◆ Given exercise
Extract every line of the records below and reproduce each one verbatim, preserving wording, spacing, and punctuation.

◆ Source material
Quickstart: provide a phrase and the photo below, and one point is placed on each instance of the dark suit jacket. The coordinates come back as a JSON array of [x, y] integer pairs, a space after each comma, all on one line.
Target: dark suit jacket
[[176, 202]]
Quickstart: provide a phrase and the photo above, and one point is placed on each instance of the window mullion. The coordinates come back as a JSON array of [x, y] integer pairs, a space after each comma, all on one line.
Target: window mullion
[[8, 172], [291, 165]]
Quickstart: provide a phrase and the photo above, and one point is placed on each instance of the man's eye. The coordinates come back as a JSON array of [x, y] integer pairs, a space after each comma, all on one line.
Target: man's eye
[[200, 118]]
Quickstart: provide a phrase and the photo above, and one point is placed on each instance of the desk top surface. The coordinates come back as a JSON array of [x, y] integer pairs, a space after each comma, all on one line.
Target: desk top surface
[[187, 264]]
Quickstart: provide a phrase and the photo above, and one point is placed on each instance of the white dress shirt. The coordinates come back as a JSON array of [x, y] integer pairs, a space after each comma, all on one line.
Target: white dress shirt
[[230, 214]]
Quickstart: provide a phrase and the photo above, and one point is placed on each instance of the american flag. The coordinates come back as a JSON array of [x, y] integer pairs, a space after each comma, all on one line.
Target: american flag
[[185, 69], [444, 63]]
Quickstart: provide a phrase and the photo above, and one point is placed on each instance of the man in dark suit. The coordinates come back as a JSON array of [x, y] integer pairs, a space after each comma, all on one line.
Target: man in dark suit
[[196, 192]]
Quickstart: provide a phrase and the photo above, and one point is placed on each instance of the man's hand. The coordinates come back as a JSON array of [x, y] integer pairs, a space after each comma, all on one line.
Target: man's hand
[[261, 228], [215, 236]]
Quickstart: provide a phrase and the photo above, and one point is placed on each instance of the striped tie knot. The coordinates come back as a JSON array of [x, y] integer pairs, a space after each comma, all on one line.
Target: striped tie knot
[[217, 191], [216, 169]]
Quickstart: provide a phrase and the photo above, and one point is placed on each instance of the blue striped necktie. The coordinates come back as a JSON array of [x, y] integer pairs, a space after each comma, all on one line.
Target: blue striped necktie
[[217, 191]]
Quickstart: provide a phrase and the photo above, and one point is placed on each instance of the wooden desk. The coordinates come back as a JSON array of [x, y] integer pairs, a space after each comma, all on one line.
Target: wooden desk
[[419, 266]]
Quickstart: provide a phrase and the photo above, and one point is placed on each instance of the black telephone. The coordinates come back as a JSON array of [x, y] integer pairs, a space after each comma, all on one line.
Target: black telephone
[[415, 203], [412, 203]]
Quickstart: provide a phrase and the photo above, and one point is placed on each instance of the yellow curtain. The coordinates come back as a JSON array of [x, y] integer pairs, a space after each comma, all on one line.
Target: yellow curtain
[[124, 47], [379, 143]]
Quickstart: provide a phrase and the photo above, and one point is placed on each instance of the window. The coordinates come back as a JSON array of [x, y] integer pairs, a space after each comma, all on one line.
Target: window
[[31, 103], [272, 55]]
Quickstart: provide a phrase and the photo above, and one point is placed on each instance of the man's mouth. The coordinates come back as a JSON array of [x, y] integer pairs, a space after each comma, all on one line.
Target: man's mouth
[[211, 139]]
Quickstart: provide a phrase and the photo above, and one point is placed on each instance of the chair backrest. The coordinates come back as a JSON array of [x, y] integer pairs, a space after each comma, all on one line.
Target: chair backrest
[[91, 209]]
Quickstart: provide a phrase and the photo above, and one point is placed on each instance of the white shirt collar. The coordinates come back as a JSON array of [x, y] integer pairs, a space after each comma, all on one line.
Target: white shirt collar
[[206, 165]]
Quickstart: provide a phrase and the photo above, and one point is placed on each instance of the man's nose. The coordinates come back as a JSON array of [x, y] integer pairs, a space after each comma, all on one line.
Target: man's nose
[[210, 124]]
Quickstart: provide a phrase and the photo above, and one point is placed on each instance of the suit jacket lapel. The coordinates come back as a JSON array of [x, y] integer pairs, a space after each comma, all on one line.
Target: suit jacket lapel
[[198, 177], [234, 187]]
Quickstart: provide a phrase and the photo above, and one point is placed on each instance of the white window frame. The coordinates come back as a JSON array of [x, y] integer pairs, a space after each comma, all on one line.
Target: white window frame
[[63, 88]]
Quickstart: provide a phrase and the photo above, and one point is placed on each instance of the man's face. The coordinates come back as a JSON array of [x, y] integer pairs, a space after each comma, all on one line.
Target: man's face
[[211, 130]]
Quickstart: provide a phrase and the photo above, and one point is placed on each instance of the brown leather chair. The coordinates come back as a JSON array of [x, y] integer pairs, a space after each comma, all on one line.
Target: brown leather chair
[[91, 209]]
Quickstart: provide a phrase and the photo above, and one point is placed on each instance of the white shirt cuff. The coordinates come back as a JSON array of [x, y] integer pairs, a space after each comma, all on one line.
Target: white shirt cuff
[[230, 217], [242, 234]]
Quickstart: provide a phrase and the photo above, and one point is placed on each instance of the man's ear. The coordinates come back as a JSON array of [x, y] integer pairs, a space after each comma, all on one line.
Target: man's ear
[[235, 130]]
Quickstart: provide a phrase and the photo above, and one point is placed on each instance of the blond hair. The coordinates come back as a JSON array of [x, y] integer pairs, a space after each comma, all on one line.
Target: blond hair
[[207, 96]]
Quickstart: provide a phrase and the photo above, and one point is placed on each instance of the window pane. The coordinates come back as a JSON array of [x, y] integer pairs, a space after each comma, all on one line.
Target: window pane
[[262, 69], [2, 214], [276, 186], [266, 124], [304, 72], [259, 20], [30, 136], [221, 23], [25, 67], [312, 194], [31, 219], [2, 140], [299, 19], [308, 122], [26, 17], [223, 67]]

◆ Reply to the task
Quickstart: provide a phrase and the photo below, and one point is placed on each instance of the dark suit jacket. The coordinates come back as a JSON array of [x, y] integer pairs, a space after each comma, all on one line.
Target: dark suit jacket
[[176, 202]]
Quickstart: provide a phrase and the photo above, and one point is placed on each instance of the window mullion. The coordinates come back as a JSON array of [x, y] integer pairs, a space after each comma, all on one line.
Target: window mullion
[[8, 172], [291, 165]]
Quickstart: provide a phrase and the photo above, and one point is placed on each instance of the man's eye. The coordinates come back as a JSON array of [x, y] integer pairs, a space after each comma, all on one line.
Target: man's eye
[[200, 118]]
Quickstart: provide a phrase and the photo above, and one point is placed on each instance of the desk top surface. The coordinates come back as a JSON array of [x, y] integer pairs, a space after each comma, all on one line.
Target: desk top surface
[[187, 264]]
Quickstart: provide a phrase and the photo above, and one point is placed on each instance of the white dress shirt. The coordinates come back as a JSON array of [x, y] integer pairs, a space after each comma, all on one line.
Target: white dress shirt
[[230, 214]]
Quickstart: provide a phrase and the photo above, and one point is placed on each instance of the american flag. The coordinates come back as a JSON array of [x, y] integer pairs, a space after each comma, all on one line.
Target: american flag
[[185, 69], [444, 63]]
Quickstart: provide a phrase and the photo above, and one point is placed on each instance of the man in dark suit. The coordinates come back as a JSON array of [x, y] integer pairs, a space after each comma, all on one line.
Target: man in dark suit
[[196, 192]]
Quickstart: provide a phrase and the photo above, and one point is placed on each instance of the man's hand. The coordinates come back as a JSON array of [x, y] integer pairs, a space after each comma, all on one line.
Target: man's hand
[[261, 228], [215, 236]]
Quickstart: provide a phrase and the photo above, and one point is placed on each instance of the striped tie knot. The coordinates come back as a JSON array of [x, y] integer pairs, a space after each comma, all on one line.
Target: striped tie knot
[[217, 191], [216, 169]]
Quickstart: provide a phrase and the photo above, and one point is placed on each instance of the blue striped necktie. The coordinates come back as a JSON array of [x, y] integer pairs, a space after each comma, all on one line.
Target: blue striped necktie
[[217, 191]]
Quickstart: provide a phrase and the photo above, and one point is placed on each instance of the wooden desk. The coordinates come back as a JSON array of [x, y] integer pairs, a space after each comma, all on one line.
Target: wooden desk
[[419, 266]]
Quickstart: provide a phrase and the photo above, and one point is placed on each instance of the black telephone. The coordinates come back as a JSON array of [x, y] integer pairs, a space after each comma, all on one line.
Target: black telephone
[[415, 203], [412, 203]]
Quickstart: provide a phrase and the photo above, and one point is placed on each instance of the yellow curtain. The coordinates come back as a JSON array of [x, y] integer pairs, a space after each comma, all on one line.
Target: yellow curtain
[[124, 47], [379, 143]]
Quickstart: provide a phrase and the photo above, and one point is placed on each instance of the window. The coordinates come back as a JSON array of [x, y] integer pairs, a space after each comma, all on one line.
Target: window
[[31, 103], [272, 55]]
Quickstart: provide a phrase and the photo above, and one point is placed on each instance of the man's mouth. The coordinates come back as a JSON array of [x, y] integer pairs, a space after each comma, all on one line.
Target: man's mouth
[[211, 139]]
Quickstart: provide a phrase and the photo above, and one point is placed on each instance of the chair backrest. The coordinates come back as a JSON array of [x, y] integer pairs, a space after each comma, all on one line.
Target: chair backrest
[[91, 209]]
Quickstart: provide a phrase and the photo above, and one point is placed on each instance of the white shirt collar. The coordinates come back as a JSON array of [x, y] integer pairs, a space after each comma, all on one line.
Target: white shirt collar
[[206, 165]]
Quickstart: provide a phrase and the photo above, and one point is placed on each instance of the man's nose. The coordinates come back as a JSON array of [x, y] integer pairs, a space after each comma, all on one line.
Target: man's nose
[[210, 124]]
Quickstart: provide a phrase and the photo above, and one point is placed on each instance of the suit jacket lapel. The coordinates come back as a JSON array of [x, y] integer pairs, a space after each comma, all on one line.
Target: suit jacket lapel
[[198, 177], [234, 187]]
Quickstart: provide a phrase and the photo above, and one point is placed on each instance of the white window frame. The coordinates come back as a JSON array of [x, y] integer pairs, a space after each comma, all on one line.
Target: white window frame
[[63, 88]]
Quickstart: provide a phrase and the photo above, and one point is placed on each instance of the man's face. The coordinates come back as a JSON array of [x, y] integer pairs, a space after each comma, all on one line.
Target: man's face
[[211, 130]]
Quickstart: provide a phrase and the photo above, and one point is placed on each instance of the brown leather chair. The coordinates come back as a JSON array of [x, y] integer pairs, a space after each comma, all on one line.
Target: brown leather chair
[[91, 209]]
Quickstart: provide a phrase and the photo above, and one point is placed on each instance of the white shirt cuff. The coordinates come back as a JSON array of [x, y] integer pairs, a space after each comma, all on one line.
Target: white shirt cuff
[[230, 217], [242, 234]]
Quickstart: provide a phrase and the photo above, and one point is placed on each instance of the man's ear. The coordinates come back as a JSON array of [x, y] integer pairs, a space after each comma, all on one line.
Target: man's ear
[[235, 130]]
Quickstart: provide a phrase and the photo above, and one point is placed on each instance of the blond hair. The coordinates come back as a JSON array of [x, y] integer pairs, a space after each comma, all on one line.
Target: blond hair
[[207, 96]]
Quickstart: provide a phrase and the photo above, and one point is placed on each instance of the window pane. The coordinates come back as a JSON array of [x, y] integer pairs, a space after each comma, all on one line.
Target: window pane
[[262, 69], [2, 214], [276, 186], [266, 124], [304, 72], [259, 20], [30, 136], [221, 23], [25, 67], [312, 194], [31, 219], [2, 140], [299, 19], [308, 122], [26, 17], [223, 67]]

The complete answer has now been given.